Document excerpt

* * * *

In order to answer the research question, this study searches for correlations between metrics of direct change impact area size and the continuity of its continuous integration. This work consists of three distinct parts. First, the identification of conducive metrics for size and continuity, respectively. Second, the collection and analysis of primarily quantitative data from six primary industry cases, in order to confirm or reject the hypothesis that continuity correlates with size – and if confirmed, investigate the nature of such a correlation. Third, the validation of any resulting conclusions through interviews with senior engineers in additional cases.

4.3.1 Metrics Identification

To search for correlations, two types of metrics must be identified: size metrics and continuity metrics. Furthermore, for each type multiple metrics are needed, as there is some room for interpretation of either. To exemplify, while we based on experience hypothesize that size impacts continuity, which kind of size is actually relevant? Size of the organization, or size the source code, or perhaps its complexity?

* * * *

Lines of data
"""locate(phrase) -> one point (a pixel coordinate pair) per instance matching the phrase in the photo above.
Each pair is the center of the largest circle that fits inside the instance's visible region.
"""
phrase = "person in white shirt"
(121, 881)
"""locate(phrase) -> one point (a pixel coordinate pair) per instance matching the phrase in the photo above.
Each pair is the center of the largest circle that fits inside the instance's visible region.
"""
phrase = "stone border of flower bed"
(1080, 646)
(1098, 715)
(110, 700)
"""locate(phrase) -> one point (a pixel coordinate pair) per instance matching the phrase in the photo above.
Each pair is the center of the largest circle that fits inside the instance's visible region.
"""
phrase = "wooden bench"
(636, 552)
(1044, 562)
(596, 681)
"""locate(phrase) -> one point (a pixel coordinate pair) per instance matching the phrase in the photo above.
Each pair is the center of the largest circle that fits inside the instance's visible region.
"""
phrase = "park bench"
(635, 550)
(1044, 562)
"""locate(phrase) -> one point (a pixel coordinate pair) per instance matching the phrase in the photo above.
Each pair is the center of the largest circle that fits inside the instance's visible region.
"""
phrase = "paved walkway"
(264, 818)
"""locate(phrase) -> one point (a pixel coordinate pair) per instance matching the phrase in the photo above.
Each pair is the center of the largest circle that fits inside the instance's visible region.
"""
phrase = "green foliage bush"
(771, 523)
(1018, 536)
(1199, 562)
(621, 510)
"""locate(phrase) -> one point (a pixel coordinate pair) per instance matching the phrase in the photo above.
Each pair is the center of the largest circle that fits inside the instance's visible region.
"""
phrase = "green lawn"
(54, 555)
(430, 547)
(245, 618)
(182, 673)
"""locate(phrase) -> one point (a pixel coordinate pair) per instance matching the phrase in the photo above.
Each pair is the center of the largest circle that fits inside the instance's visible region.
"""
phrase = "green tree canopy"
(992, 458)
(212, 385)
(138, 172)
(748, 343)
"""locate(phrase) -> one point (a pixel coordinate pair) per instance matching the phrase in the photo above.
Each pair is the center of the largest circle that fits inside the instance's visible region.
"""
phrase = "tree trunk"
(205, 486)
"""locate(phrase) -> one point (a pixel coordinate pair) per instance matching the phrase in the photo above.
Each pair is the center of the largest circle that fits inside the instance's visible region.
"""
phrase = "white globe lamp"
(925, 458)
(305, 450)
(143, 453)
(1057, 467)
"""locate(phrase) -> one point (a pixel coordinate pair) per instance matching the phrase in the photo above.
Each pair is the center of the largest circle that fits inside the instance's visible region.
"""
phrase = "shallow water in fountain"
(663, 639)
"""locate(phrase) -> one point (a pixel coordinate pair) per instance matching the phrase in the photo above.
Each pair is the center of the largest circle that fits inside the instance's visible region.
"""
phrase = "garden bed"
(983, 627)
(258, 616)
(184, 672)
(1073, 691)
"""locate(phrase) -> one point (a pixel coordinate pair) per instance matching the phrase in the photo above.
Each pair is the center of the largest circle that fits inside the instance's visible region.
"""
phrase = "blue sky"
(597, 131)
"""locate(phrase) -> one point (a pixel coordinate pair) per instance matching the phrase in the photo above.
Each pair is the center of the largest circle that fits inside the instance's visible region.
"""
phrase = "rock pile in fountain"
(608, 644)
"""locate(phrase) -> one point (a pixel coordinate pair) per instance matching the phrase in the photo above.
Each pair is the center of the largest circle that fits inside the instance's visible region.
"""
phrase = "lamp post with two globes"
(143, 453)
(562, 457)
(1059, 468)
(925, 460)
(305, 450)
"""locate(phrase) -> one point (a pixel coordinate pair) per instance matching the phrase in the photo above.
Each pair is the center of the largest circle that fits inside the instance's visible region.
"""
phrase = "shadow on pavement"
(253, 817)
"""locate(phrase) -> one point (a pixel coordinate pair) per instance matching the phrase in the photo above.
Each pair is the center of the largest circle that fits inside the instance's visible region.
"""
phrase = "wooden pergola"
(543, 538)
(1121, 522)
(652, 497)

* * * *

List of tasks
1. Reproduce verbatim the passage of the research method excerpt from "To search for" up to and including "perhaps its complexity?".
2. Which candidate kinds of size does the question at the end of the research method excerpt name as possibly relevant? List each one.

Worked answers
1.
To search for correlations, two types of metrics must be identified: size metrics and continuity metrics. Furthermore, for each type multiple metrics are needed, as there is some room for interpretation of either. To exemplify, while we based on experience hypothesize that size impacts continuity, which kind of size is actually relevant? Size of the organization, or size the source code, or perhaps its complexity?

2.
- Size of the organization
- Size of the source code
- Complexity of the source code